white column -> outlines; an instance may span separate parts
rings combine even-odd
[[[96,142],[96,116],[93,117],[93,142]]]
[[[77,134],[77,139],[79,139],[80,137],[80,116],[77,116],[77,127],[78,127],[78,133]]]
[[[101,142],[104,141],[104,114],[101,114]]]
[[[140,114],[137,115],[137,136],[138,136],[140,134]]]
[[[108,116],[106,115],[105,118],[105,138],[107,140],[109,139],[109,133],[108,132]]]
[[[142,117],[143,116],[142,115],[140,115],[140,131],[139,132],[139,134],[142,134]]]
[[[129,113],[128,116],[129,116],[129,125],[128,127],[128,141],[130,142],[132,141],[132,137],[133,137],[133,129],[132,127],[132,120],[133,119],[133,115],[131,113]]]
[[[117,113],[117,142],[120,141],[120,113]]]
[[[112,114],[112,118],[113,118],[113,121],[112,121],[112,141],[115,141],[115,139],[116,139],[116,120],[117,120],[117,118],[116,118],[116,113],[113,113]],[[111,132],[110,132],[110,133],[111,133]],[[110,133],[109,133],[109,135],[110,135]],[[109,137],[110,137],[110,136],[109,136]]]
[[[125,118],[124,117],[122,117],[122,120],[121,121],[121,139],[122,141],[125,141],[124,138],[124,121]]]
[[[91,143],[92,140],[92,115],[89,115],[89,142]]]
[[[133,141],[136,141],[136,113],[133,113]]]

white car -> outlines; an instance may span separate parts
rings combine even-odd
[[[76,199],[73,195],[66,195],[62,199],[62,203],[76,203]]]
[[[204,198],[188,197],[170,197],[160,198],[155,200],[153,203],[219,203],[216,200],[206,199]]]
+++++
## [AIM OF THE EXERCISE]
Copy out the part of the listing that opens with the line containing "white car ->" and runs through the end of the listing, changing "separate" to "disjoint" and leaving everything else the same.

## [RESULT OF THE TASK]
white car -> outlines; an instance may span disjoint parts
rings combine even-odd
[[[76,199],[73,195],[66,195],[62,199],[62,203],[76,203]]]
[[[204,198],[188,197],[170,197],[160,198],[155,200],[153,203],[219,203],[216,200],[206,199]]]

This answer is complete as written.